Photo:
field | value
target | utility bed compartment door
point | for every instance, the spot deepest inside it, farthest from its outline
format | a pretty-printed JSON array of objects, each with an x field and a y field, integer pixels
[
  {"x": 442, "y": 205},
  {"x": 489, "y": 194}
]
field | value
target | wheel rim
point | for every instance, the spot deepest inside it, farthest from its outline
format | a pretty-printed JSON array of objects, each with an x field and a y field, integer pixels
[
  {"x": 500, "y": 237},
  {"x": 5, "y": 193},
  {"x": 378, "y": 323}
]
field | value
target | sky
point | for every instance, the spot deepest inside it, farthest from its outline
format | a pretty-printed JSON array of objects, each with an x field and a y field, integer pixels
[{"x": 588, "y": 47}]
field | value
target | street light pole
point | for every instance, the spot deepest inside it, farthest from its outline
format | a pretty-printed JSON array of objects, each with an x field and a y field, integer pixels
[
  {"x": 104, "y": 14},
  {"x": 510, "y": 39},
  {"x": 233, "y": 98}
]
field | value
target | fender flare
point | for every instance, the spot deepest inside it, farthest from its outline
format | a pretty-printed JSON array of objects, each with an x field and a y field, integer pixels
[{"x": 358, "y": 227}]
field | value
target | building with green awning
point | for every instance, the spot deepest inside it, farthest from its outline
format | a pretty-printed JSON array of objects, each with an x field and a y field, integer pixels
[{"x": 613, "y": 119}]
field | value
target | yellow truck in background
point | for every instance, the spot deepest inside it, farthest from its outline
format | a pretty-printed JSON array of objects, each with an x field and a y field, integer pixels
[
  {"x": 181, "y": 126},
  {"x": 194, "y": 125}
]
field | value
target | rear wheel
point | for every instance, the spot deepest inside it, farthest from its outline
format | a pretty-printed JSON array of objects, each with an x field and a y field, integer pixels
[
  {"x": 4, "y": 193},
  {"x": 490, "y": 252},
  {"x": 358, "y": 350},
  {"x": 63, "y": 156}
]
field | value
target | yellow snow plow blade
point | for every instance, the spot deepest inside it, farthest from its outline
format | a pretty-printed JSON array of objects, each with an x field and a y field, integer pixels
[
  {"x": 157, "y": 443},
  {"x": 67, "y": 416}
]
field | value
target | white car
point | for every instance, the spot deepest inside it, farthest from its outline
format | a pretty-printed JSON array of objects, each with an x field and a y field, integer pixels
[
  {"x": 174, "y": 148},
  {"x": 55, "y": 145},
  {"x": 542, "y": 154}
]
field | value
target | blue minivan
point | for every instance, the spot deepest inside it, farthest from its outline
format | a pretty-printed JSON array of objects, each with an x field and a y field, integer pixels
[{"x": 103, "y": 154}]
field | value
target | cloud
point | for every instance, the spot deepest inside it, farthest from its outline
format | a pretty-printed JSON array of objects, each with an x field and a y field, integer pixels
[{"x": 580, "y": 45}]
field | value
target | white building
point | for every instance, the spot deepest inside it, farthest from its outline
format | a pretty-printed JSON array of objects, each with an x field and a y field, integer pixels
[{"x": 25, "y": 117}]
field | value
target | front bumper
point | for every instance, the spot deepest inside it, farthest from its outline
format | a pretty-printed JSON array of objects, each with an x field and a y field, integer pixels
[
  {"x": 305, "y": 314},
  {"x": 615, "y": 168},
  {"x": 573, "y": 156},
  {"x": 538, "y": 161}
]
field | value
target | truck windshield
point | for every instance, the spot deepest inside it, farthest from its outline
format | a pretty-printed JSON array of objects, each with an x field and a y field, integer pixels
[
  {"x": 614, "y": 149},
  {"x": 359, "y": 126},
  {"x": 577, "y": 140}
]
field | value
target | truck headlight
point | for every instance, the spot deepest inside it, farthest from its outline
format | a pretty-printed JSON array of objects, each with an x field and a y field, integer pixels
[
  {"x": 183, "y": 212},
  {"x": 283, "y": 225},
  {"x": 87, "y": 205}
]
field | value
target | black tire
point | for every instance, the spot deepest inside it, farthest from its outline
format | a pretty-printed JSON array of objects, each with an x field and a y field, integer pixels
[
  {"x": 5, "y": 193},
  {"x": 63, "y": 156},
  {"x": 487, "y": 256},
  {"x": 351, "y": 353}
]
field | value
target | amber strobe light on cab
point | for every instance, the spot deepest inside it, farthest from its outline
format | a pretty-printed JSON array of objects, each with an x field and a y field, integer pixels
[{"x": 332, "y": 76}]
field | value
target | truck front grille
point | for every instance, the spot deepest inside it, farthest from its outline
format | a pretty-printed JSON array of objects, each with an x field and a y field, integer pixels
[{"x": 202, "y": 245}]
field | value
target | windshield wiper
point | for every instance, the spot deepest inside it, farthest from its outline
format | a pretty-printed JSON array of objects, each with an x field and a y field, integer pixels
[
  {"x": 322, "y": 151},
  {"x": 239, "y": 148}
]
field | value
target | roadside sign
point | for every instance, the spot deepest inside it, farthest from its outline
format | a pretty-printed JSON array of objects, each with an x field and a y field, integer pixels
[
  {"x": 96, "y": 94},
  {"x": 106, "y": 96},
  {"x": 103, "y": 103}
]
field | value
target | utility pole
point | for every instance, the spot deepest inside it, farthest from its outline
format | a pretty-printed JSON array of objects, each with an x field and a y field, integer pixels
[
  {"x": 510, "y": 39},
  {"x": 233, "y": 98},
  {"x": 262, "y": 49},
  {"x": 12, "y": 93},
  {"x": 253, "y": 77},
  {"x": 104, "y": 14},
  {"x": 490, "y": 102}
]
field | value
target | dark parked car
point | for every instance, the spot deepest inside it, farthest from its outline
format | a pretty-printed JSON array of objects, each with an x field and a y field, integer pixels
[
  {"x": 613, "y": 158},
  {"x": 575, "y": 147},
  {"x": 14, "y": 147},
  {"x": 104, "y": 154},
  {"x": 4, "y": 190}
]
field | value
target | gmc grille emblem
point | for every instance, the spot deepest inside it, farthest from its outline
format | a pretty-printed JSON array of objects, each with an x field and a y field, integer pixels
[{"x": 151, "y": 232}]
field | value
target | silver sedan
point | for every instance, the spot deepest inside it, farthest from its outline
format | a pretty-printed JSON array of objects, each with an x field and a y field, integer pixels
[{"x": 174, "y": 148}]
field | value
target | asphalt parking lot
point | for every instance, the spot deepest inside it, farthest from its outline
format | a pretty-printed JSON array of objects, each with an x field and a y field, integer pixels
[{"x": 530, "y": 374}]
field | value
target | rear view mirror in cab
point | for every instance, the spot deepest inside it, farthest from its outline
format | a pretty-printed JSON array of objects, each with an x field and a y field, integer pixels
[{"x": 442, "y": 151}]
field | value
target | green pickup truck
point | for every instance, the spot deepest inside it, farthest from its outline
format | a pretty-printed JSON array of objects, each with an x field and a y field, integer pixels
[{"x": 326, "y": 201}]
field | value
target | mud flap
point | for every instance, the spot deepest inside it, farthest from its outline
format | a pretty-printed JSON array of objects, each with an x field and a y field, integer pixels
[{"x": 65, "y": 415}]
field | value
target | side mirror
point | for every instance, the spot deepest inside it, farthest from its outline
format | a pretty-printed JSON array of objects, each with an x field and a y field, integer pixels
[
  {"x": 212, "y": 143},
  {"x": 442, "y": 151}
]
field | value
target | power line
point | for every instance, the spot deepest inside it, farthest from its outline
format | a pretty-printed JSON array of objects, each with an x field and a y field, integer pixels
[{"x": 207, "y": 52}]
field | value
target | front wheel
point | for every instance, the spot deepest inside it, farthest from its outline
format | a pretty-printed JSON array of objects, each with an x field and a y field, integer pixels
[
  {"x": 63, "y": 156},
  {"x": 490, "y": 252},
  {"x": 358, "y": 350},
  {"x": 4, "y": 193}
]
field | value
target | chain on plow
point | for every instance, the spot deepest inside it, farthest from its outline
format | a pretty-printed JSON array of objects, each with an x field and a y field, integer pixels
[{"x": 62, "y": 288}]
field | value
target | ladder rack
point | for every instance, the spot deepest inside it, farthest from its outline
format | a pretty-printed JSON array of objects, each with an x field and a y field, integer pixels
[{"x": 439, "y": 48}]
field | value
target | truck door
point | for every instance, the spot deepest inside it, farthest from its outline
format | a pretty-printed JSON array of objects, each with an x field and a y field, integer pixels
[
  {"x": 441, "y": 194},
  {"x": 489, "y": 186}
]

-=-=-=-=-

> Stated goal
List each line of the records above that contains the word "building". Case counts.

> Output for this task
target | building with green awning
target | white building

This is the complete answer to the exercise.